**Activity**
Report each line from the listing that the string "every" appears in.

**Exercise input**
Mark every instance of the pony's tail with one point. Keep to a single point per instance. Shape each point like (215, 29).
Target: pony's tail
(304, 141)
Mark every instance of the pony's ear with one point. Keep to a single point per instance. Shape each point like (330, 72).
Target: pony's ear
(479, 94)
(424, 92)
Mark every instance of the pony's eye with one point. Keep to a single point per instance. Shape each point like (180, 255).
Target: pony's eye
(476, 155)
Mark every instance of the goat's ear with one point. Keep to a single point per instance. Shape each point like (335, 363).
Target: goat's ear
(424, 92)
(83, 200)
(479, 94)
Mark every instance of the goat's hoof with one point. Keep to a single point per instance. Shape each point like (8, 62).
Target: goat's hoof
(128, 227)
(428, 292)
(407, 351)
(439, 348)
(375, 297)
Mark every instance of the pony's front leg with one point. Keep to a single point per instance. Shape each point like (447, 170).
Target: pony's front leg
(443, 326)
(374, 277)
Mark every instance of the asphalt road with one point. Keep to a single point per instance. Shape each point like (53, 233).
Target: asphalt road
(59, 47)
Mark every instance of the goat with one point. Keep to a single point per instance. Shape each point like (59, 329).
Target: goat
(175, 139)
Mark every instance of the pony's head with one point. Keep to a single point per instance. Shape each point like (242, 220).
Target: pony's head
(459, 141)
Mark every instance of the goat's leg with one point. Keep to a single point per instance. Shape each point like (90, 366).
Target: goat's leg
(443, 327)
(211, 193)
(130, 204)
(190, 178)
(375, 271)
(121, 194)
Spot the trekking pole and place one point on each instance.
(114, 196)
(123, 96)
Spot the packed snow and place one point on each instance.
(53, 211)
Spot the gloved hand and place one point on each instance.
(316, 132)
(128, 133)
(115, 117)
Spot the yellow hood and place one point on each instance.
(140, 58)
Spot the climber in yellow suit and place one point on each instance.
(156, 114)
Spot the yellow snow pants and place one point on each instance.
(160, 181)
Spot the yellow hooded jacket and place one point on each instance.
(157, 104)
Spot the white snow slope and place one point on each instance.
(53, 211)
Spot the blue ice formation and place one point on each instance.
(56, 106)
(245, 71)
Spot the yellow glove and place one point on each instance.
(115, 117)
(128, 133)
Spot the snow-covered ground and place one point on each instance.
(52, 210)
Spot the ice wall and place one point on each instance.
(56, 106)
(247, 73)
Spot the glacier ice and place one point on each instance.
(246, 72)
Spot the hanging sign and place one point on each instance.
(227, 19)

**Task response**
Mark every instance of the pony's tail with one point. Keep to a single point per instance. Shape each point like (215, 29).
Mark every instance of the pony's ear with one point. Keep to a single point per instance. Shape each point like (330, 72).
Mark every instance of the pony's eye with one point. Keep to a single point per instance. Shape each point like (180, 255).
Mark every instance of the goat's ear with one point. Keep to a single point per instance. Shape each point like (335, 363).
Mark every instance of the goat's hoof with one point. Keep to a single point per instance. Shape each point like (8, 62).
Mark every instance of the pony's front leg with one point. Keep to a single point per instance. Shape each point like (447, 170).
Mark every instance of the asphalt road with one point. Keep to a single point per instance. Shape each point like (53, 233).
Mark every instance of the goat with one point. Keep to a single point per instance. Shape each point like (59, 329).
Mark every instance of the pony's head with one point. Keep to a single point per instance. Shape each point like (242, 220).
Mark every instance of the goat's leg with one point. Keep to a single point per instance. Shape each point like (90, 366).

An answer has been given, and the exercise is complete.